**지시 및 요구사항**
아래 행 가운데 "look for back"이 들어 있는 행부터 마지막 행까지, 처음과 끝 행을 모두 포함해 한 글자도 바꾸지 않고 그대로 출력해 주시겠어요?

#### 나열된 항목 ####

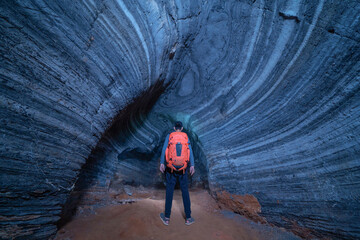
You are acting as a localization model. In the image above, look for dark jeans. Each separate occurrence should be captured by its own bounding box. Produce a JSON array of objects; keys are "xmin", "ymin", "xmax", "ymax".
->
[{"xmin": 165, "ymin": 169, "xmax": 191, "ymax": 218}]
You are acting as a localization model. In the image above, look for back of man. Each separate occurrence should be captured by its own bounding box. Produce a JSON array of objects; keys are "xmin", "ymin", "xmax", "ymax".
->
[{"xmin": 160, "ymin": 121, "xmax": 195, "ymax": 225}]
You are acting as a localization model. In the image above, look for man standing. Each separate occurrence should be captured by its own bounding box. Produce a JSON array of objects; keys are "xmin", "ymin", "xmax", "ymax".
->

####

**전체 풀이**
You are acting as a localization model. In the image above, look for back of man. Each separate occurrence should be captured by its own bounding box. Produce a JSON array of objects; keys are "xmin", "ymin", "xmax", "ymax".
->
[{"xmin": 160, "ymin": 121, "xmax": 195, "ymax": 225}]
You are acting as a localization model. In the image above, look for man standing. Each separate occurrence should be captured by its own bounding box. Produce a JSON array of objects; keys are "xmin", "ymin", "xmax", "ymax".
->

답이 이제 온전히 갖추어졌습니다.